> [SOURCE EXTRACT]
== Segment start ==
[PATCH 05/17] genksyms: fix last 3 shift/reduce conflicts

From: Masahiro Yamada
Date: Mon Jan 13 2025 - 10:10:45 EST


The genksyms parser has ambiguities in its grammar, which are currently
suppressed by a workaround in scripts/genksyms/Makefile.

Building genksyms with W=1 generates the following warnings:

YACC scripts/genksyms/parse.tab.[ch]
scripts/genksyms/parse.y: warning: 3 shift/reduce conflicts [-Wconflicts-sr]
scripts/genksyms/parse.y: note: rerun with option '-Wcounterexamples' to generate conflict counterexamples

The ambiguity arises when decl_specifier_seq is followed by '(' because
the following two interpretations are possible:

- decl_specifier_seq direct_abstract_declarator '(' parameter_declaration_clause ')'
- decl_specifier_seq '(' abstract_declarator ')'

This issue occurs because the current parser allows an empty string to
be reduced to direct_abstract_declarator, which is incorrect.

K&R [1] explains the correct grammar:

<parameter-declaration> ::= {<declaration-specifier>}+ <declarator>
| {<declaration-specifier>}+ <abstract-declarator>
| {<declaration-specifier>}+

<abstract-declarator> ::= <pointer>
| <pointer> <direct-abstract-declarator>
| <direct-abstract-declarator>

<direct-abstract-declarator> ::= ( <abstract-declarator> )
| {<direct-abstract-declarator>}? [ {<constant-expression>}? ]
| {<direct-abstract-declarator>}? ( {<parameter-type-list>}? )

We need to consider the difference between the following two examples:

[Example 1] ( <abstract-declarator> ) can become <direct-abstract-declarator>

void my_func(int (foo));

... is equivalent to:

void my_func(int foo);

[Example 2] ( <parameter-type-list> ) can become <direct-abstract-declarator>

typedef int foo;
void my_func(int (foo));

... is equivalent to:

void my_func(int (*callback)(int));

Please note that the function declaration is identical in both examples,
but the preceding typedef creates the distinction. I introduced a new
term, open_paren, to enable the type lookup immediately after the '('
token. Without this, we cannot distinguish between [Example 1] and
[Example 2].

With this commit, all conflicts are resolved.

[1]: https://cs.wmich.edu/~gupta/teaching/cs4850/sumII06/The%20syntax%20of%20C%20in%20Backus-Naur%20form.htm

Signed-off-by: Masahiro Yamada <masahiroy@xxxxxxxxxx>
---

scripts/genksyms/parse.y | 28 ++++++++++++++++++++--------
1 file changed, 20 insertions(+), 8 deletions(-)
== Segment end ==
> [ACTIVITY LIST]
[1] From the genksyms patch, quote the part that opens with the words containing "[Example 2] ( <parameter-type-list>" and closes with "[Example 2].".
[2] In the genksyms patch, what new term did the author add so that type lookup can happen right after the '(' token?

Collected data
== Segment start ==
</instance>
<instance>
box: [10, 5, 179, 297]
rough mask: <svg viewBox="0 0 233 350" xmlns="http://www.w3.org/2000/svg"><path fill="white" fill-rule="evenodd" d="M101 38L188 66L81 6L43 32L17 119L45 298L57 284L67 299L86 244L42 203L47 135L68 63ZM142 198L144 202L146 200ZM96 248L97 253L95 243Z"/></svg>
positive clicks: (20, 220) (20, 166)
== Segment end ==
> [SOLUTIONS TO THE PROBLEMS]
[1]
[Example 2] ( <parameter-type-list> ) can become <direct-abstract-declarator>

typedef int foo;
void my_func(int (foo));

... is equivalent to:

void my_func(int (*callback)(int));

Please note that the function declaration is identical in both examples,
but the preceding typedef creates the distinction. I introduced a new
term, open_paren, to enable the type lookup immediately after the '('
token. Without this, we cannot distinguish between [Example 1] and
[Example 2].

[2] open_paren